■ Extract provided ■

Sources: U.S. copters support Iraqi troops battling ISIS

Story highlights

  • U.S. helicopter gunships support Iraqi troops battling ISIS, military sources say
  • It's unclear whether militants got past the perimeter of the base housing U.S. forces, a Pentagon spokesman says

(CNN)U.S. helicopter gunships supported Iraqi ground forces battling ISIS militants in al-Baghdadi, military sources said, an action that brings U.S. troops closer to combat.

On Saturday, the U.S. military said al-Baghdadi was "contested," as Iraqi forces fought back.
    The U.S. military Friday deployed attack helicopters against an ISIS assault on the strategic Ayn al-Assad Air Base about 15 kilometers (9 miles) south of al-Baghdadi, sources said.
    Iraqi ground forces killed those attackers and the Apaches safely returned to base without firing a shot, the source said.
    Robert Baer, a former CIA officer, said the battles may indicate a deepening involvement of U.S. troops in the fight against ISIS.
    "I think what we're seeing here is mission creep," he said. "The Iraqi army is not up to the task. And without the United States Air Force and the military on the ground, a lot of these ... bases would be overrun."
    Mark Hertling, a retired U.S. Army lieutenant general, said he thought the Iraqi army was improving.
    "I think the Iraqi government is getting it back together and, yes, they do need help from coalition forces, U.S. forces right now," he said. "But they're coming around and they realize what a scourge this organization [ISIS] is."
    Pentagon spokesman Rear Adm. John Kirby described the battle at the air base, saying, "It looks like they at least got to the outer base limits. We're still looking at this and it's hard to say whether they breached the perimeter or not. But they certainly got to the perimeter level at the very least."
    He said 20-25 people led by suicide bombers made the attack. Most, if not all, of the attackers were wearing Iraqi military uniforms, Kirby said.
    The base is huge -- roughly the size of Boulder, Colorado, Kirby said. That city is nearly 25 square miles. And U.S. forces were "several kilometers" away from where the fighting happened, the Pentagon said in a statement.

■ Short exercise 1 ■
In the entries, from the line with "Locate the tree" through the last entry, change "frame" to "image" and reproduce those lines with nothing else altered.
■ Short exercise 2 ■
Carry the news report on U.S. helicopter gunships backing Iraqi troops against ISIS forward from the point where it stops.

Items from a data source
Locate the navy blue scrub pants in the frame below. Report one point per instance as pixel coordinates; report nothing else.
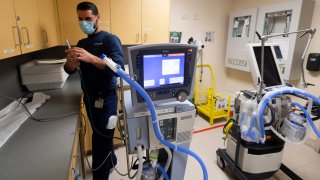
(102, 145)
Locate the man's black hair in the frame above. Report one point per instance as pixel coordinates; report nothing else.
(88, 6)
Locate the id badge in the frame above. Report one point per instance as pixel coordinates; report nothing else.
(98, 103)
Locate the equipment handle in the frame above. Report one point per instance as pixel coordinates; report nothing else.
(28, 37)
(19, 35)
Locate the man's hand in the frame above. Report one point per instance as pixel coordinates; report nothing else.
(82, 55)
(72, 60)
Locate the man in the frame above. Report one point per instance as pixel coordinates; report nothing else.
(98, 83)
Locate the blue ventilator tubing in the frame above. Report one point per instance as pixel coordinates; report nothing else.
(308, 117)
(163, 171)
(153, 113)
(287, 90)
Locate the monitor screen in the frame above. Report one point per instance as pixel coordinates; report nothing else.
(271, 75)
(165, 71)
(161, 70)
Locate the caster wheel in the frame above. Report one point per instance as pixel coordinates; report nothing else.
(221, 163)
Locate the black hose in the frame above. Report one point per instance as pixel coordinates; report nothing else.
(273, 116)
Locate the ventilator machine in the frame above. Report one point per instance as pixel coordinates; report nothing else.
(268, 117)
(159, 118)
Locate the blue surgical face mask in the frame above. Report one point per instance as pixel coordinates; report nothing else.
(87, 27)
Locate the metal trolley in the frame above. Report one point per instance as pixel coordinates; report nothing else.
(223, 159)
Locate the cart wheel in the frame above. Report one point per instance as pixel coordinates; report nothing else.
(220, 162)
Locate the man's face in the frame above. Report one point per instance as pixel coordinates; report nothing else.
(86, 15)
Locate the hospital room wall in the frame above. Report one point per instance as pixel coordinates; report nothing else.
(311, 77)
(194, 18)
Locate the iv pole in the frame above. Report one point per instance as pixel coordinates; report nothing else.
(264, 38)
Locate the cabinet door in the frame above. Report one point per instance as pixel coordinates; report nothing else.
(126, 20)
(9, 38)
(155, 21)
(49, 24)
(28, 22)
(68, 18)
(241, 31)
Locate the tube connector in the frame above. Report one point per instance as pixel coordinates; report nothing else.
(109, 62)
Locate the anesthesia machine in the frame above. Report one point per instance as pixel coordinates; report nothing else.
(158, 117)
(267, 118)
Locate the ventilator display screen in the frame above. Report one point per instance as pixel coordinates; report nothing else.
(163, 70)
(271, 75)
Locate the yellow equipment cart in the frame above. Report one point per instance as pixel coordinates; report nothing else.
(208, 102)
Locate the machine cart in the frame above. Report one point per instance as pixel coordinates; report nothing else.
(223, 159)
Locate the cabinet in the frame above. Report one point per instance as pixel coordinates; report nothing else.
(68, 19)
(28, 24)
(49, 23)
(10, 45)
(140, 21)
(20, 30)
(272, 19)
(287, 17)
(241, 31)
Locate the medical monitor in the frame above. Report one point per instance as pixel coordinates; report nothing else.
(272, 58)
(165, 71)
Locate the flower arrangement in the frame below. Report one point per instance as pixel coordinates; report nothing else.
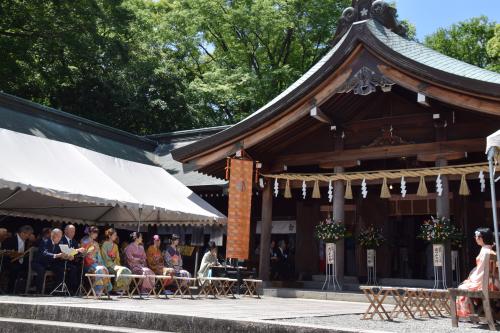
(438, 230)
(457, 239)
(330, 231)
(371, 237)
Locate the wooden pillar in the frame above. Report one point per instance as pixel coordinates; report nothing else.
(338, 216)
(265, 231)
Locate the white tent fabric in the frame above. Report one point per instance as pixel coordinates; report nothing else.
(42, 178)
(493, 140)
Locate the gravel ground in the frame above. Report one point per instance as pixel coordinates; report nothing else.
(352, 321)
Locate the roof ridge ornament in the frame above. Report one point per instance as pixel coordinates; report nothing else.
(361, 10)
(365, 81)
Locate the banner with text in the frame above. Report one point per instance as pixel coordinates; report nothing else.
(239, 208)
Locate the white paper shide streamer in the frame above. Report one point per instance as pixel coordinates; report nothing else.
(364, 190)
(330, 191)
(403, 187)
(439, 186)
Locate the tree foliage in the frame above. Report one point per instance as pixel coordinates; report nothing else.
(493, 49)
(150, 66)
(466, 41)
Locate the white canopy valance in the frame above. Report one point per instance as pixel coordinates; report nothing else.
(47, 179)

■ Exercise output 1 ■
Locate the tree foliage in the image above. Report one point per instance as pixel coordinates; report nothing else.
(493, 49)
(150, 66)
(466, 41)
Locate the white canopy valance in the image above. Report one point per instance as pixel coordinates; report nothing else.
(47, 179)

■ Exercise output 2 ■
    Ayn al-Assad, the largest military base in western Anbar province still under government control, is where U.S. instructors train Iraqi pilots. Nearly 800 members of Iraqi security forces are training with coalition forces at the air base, the U.S. Central Command said.
    And while military officials say the U.S. forces were not directly threatened in the skirmish, Kirby acknowledged that "no question that they're close to danger."
    The U.S. team there -- some 400 strong -- doesn't feel immediately threatened, but do have the "right, responsibility, obligation to shoot back" should militants threaten them, Kirby said.
    U.S. officials have repeatedly downplayed the possibility of renewed ground combat in Iraq after the expensive and divisive U.S. combat operation that drew to a close with the final withdrawal of troops in 2011.
    But U.S. and coalition airstrikes do continue in the area.
    From Thursday into Friday, aircraft from the international coalition against ISIS carried out eight airstrikes in Syria and seven in Iraq, CENTCOM said.
    Five of the Iraq airstrikes targeted ISIS units and equipment near Ayn al-Assad. The other two attacked targets near Mosul and Sinjar.
    The Syrian Observatory for Human Rights said the airstrikes killed at least 20 ISIS militants. One civilian died.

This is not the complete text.